━━━━━ Kutipan untuk dibaca
# Umum > Ngobrol & Ucapan >  Acara Lelang koi

## budidjo

Mengingat lelang koi di forum yg sepi akhir akhir ini, bagaimana kalo koi-s mengadakan event lelang utk 1 hari, dimana anggota koi-s bisa ikut jual/beli ikan, sekalian tempat ajang kumpul anggota. 
Utk setiap transaksi koi-s akan dpt fee.... :Peace:

----------


## showa

hihihihihihihihi


lelang setiap hari juga boleh lagi bebas aja om tdk di larang , memang ada yg larang ya..........?

----------


## wen

> Mengingat lelang koi di forum yg sepi akhir akhir ini, bagaimana kalo koi-s mengadakan event lelang utk 1 hari, dimana anggota koi-s bisa ikut jual/beli ikan, sekalian tempat ajang kumpul anggota. 
> Utk setiap transaksi koi-s akan dpt fee....


Maksudnya kopi darat ya om?

----------


## luki

Ayo Om Budidjo......

Regional Serpong dan Bintaro yang bikin.......biar pak presiden bisa memantau  :Behindsofa:  :Behindsofa:  :Behindsofa: 

bisa sekalian format nya Mini Kontes.....ada lelang nya......

bulan Juli atau Oktober kosong , tdk ada show.......

siapa yang setuju regional serpong dan bintaro yang buat........?  :Thumb:  :Thumb:  :Thumb:

----------


## budidjo

> Ayo Om Budidjo......
> 
> Regional Serpong dan Bintaro yang bikin.......biar pak presiden bisa memantau 
> 
> bisa sekalian format nya Mini Kontes.....ada lelang nya......
> 
> bulan Juli atau Oktober kosong , tdk ada show.......
> 
> siapa yang setuju regional serpong dan bintaro yang buat........?
━━━━━━━━━━
━━━━━ Cuplikan item
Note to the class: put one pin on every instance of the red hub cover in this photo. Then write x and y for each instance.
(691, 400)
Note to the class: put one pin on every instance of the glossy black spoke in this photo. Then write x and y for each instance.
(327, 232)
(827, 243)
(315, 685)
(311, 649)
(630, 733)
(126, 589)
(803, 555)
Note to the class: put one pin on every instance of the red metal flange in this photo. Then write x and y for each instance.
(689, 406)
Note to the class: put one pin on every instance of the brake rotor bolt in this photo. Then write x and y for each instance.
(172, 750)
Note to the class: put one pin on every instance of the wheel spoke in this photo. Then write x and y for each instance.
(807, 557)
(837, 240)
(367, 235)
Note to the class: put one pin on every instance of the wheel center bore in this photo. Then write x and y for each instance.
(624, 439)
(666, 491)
━━━━━━━━━━
● **Daftar tugas**:
1 - Tentukan apakah setiap pernyataan berikut sesuai dengan utas forum tentang lelang koi. Jawab ya atau tidak, lalu kutip kata-kata dari utas itu yang menjadi dasarnya. (a) Budidjo mengusulkan agar acara lelang diadakan selama satu hari. (b) Showa menyatakan bahwa lelang setiap hari dilarang. (c) Luki menyebut bahwa pada bulan Juli atau Oktober tidak ada show.
2 - Lanjutkan utas forum tentang lelang koi mulai dari bagian terakhir yang ditampilkan.

● **Jawaban per tugas**:
1 -
(a) Ya: "mengadakan event lelang utk 1 hari"
(b) Tidak: "lelang setiap hari juga boleh lagi bebas aja om tdk di larang"
(c) Ya: "bulan Juli atau Oktober kosong , tdk ada show"

2 -
Saya cuman bisa usul aja, soalnya jarang di rumah....tempat sdh ada....( tanya Oom husin dulu ) juru lelang sdh banyak.....tinggal tanggalnya aja..

----------


## showa

wah tak pikir lelang di forum, nga taunya lelang sambil kopi darat toh........................

wah itu setuju sekali om seperti usul komandan saya tuh Om Luki.................hihihihihihihi, piye ndan akur toh.............?

----------


## Robby Iwan

Aku ada rencana ngosongin kolam..melepas 80% isi kolam..

----------


## Koi Lovers

waduh waduh...presdir kois mau cuci gudang
wajib hadir nih keliatannya,kpn om?
mudah"an saya bisa hadir

----------


## budidjo

Gimana kalo dipilih waktu weekend, pesertanya daftar di forum dulu, jadi bisa diperkirakan jumlah ikannya sekalian siapin uangnya kalo mau beli ikan...

----------


## E. Nitto

> Aku ada rencana ngosongin kolam..melepas 80% isi kolam..


Karashi boleh saya booked duluan gak oom... hehehe kayaknya President Koi's gak panteslah keep karashi, keep gosanke aja  ya oom... heheheh

----------


## danielko

rasanya lebih feer klo diposting lelangannya...mengingat member kois bukan diserpong dan bintaro aja...

----------


## dina prima

Wajib hadir nih.......

----------


## dina prima

Daftar Hadir Lelang:

1. Benny Taslim
2. Dina Prima
3.
4.

----------


## luki

> rasanya lebih feer klo diposting lelangannya...mengingat member kois bukan diserpong dan bintaro aja...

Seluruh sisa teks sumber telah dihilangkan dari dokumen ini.